ACTIONS TO TAKE ▸
1 – Do the following statements agree with the post on weight-loss maintenance? For each, give yes or no and quote the words of the post that decide it. (a) Successful maintainers typically exercise at levels at least twice the recommended amount. (b) The diets of successful maintainers tend to be large. (c) Exercise matters a great deal for losing weight.
2 – Return the stretch of the post on weight-loss maintenance from "Exercise is interesting" through "of the subject.", copied word for word.

Every analysis of dieting I've read suggest that they are not effective for most people with only a small percentage of people who diet maintaining their target weight a year after the diet ended. The consensus is that, while dieting is difficult, maintenance is *really* difficult.
Several studies have looked at groups of people who have been successful over long terms - usually for more than two years, but sometimes for five or more years and common behavioral signals emerge. Most of these are behind paywalls or are jargon filled, but here is a clearly written article that reinforces what they others find. (pdf)
Lessons from Patients Who Have Successfully Maintained Weight Loss
Holly R. Wyatt, M.D.,1 Suzanne Phelan, Ph.D.,2 Rena R. Wing, Ph.D.,2 and James O. Hill, Ph.D.1
1University of Colorado Health Sciences Center, Center for Human Nutrition, Denver, CO,
2Brown University, Providence, RI
The common behaviors are:
• Eat a moderately low-fat diet
• Watch total calories
• Eat breakfast
• Self-monitor
• Engage in high levels of physical activity
Exercise seems to be extremely important. Almost all of the successful maintainers exercise daily at levels that exceed the recommended levels of exercise by at least a factor of two. The diets tend to be low fat (under 30% of calories come from fat) and are generally not large. Self monitoring and eating breakfast also seem to be centrally important.
Exercise is interesting as it isn't that important for weight loss (it takes a huge amount of exercise to displace enough calories to lose weight). New work suggest people have different responses to exercise - Gretchen Reynolds of The New York Times wrote a brief summary of the subject.

(Extracted data entries)
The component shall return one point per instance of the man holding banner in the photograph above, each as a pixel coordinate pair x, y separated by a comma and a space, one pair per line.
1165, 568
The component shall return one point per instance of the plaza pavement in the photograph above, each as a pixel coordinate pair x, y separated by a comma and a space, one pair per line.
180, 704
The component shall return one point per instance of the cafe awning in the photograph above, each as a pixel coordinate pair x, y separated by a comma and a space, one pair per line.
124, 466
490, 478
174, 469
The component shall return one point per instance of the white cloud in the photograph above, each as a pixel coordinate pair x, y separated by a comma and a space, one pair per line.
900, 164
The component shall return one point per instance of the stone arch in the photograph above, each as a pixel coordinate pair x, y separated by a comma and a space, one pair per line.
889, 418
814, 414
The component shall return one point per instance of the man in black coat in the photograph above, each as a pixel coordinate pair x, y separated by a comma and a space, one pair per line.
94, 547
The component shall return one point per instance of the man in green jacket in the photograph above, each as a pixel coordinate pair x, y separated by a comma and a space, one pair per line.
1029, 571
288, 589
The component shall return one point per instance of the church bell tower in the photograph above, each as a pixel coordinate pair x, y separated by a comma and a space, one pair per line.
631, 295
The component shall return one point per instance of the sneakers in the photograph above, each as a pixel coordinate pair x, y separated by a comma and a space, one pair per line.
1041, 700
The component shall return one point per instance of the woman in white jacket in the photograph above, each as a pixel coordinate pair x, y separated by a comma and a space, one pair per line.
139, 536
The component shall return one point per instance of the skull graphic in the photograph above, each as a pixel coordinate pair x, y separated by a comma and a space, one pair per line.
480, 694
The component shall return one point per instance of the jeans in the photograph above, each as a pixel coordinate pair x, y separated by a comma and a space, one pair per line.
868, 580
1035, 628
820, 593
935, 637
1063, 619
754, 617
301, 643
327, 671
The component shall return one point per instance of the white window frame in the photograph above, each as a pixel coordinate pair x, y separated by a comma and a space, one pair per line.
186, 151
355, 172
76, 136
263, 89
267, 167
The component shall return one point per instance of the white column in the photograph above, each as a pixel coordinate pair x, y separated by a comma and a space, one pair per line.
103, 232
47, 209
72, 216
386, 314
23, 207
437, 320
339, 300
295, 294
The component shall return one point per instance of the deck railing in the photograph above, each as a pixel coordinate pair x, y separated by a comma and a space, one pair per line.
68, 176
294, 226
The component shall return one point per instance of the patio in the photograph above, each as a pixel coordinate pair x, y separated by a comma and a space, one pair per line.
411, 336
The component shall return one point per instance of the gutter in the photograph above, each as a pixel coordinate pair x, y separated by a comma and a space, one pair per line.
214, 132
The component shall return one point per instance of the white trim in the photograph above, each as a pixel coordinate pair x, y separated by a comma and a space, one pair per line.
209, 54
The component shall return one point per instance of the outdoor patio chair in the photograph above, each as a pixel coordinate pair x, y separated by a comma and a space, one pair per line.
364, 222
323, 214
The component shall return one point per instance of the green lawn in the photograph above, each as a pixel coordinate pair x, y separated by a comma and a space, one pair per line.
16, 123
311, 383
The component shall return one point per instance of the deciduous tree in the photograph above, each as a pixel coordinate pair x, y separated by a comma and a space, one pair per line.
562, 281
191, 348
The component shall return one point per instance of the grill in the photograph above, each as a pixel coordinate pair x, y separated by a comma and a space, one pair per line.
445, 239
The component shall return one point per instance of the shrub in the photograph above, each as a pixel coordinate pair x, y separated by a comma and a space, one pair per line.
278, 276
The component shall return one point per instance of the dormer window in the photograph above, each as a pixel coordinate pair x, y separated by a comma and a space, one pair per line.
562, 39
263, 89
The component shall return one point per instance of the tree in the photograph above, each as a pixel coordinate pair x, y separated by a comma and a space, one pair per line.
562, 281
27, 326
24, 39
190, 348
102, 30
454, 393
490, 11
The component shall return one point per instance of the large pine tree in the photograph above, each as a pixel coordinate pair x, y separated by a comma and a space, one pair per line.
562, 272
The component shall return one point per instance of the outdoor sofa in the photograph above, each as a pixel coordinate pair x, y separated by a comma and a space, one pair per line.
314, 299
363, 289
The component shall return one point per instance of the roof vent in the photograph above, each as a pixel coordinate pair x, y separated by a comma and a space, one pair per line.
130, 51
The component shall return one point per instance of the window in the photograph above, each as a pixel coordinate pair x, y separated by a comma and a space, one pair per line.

...

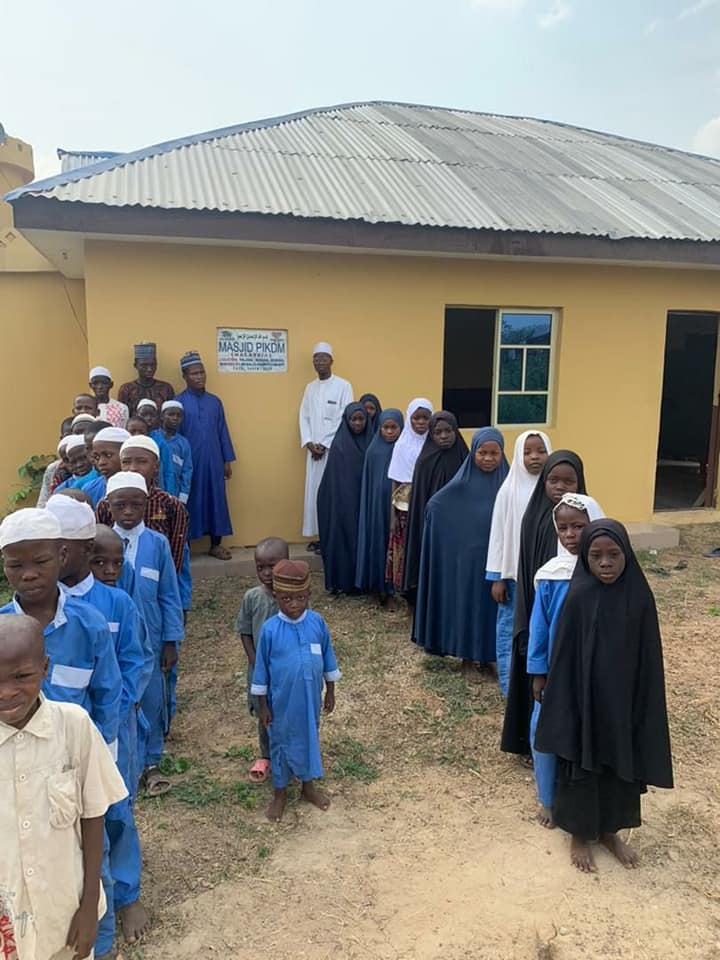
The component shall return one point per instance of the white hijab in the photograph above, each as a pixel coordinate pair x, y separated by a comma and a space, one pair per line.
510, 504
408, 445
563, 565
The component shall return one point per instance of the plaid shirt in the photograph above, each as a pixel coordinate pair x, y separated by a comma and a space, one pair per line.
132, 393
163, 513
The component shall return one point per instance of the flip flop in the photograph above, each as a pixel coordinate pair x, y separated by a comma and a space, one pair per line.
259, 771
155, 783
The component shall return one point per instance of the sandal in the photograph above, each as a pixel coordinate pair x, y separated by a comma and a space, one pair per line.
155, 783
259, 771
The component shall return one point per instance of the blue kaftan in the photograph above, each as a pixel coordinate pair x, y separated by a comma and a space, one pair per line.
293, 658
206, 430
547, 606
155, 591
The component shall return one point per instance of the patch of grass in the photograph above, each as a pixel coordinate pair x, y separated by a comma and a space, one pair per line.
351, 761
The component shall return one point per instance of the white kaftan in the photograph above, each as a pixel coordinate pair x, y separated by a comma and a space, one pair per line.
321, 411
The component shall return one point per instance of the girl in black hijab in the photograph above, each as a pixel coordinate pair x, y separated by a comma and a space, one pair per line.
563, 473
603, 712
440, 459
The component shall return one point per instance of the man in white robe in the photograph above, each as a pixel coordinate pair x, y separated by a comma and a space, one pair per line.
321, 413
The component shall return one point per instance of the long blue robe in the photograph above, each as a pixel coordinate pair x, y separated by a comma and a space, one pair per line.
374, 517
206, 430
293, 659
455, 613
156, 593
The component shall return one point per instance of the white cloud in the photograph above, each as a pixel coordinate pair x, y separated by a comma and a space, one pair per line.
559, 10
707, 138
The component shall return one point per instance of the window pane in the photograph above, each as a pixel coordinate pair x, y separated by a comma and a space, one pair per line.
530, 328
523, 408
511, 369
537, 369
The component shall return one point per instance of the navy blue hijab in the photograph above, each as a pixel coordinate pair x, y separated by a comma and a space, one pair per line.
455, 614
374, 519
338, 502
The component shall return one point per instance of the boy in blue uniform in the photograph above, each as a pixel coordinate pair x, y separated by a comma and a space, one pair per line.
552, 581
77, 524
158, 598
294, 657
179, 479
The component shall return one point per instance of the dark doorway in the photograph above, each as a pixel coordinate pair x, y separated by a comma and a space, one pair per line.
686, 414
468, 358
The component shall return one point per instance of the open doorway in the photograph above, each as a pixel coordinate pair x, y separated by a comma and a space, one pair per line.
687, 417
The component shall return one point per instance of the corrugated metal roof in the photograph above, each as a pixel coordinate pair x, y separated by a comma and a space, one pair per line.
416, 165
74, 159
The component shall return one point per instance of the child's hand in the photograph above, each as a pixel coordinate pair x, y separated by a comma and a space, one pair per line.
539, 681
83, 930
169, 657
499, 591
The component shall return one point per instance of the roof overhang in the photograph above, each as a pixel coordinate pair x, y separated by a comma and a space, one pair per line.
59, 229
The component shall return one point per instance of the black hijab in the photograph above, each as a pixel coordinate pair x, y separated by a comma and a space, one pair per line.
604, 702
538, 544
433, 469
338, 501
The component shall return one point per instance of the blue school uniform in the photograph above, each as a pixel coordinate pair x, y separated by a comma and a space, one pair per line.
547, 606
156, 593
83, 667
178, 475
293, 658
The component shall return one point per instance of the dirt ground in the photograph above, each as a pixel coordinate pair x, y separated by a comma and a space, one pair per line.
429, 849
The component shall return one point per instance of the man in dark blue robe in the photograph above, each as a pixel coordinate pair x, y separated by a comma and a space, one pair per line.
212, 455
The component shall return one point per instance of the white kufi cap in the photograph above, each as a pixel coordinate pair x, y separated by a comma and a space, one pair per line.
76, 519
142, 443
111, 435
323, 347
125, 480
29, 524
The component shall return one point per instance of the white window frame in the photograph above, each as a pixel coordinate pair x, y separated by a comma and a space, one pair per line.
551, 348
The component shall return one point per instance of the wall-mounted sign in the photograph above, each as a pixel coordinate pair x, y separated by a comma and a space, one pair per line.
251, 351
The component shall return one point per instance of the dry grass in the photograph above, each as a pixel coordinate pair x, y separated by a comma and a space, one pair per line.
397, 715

==

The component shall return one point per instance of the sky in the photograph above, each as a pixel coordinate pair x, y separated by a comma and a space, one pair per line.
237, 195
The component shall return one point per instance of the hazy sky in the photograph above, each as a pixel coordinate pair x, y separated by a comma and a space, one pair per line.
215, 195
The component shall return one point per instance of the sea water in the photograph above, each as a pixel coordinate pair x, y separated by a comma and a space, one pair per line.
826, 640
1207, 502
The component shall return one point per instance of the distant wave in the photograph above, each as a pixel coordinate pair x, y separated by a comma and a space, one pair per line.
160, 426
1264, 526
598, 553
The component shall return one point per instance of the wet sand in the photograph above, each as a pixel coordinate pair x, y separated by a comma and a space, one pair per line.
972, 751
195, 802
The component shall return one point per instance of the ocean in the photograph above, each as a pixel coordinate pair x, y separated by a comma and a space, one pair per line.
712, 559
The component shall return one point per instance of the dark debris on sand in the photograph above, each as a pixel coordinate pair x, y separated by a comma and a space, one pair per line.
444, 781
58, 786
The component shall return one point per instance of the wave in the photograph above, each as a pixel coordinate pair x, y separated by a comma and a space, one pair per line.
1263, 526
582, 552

ANSWERS GIVEN ▸
1 –
(a) Yes: "Almost all of the successful maintainers exercise daily at levels that exceed the recommended levels of exercise by at least a factor of two."
(b) No: "The diets tend to be low fat (under 30% of calories come from fat) and are generally not large."
(c) No: "Exercise is interesting as it isn't that important for weight loss"

2 –
Exercise is interesting as it isn't that important for weight loss (it takes a huge amount of exercise to displace enough calories to lose weight). New work suggest people have different responses to exercise - Gretchen Reynolds of The New York Times wrote a brief summary of the subject.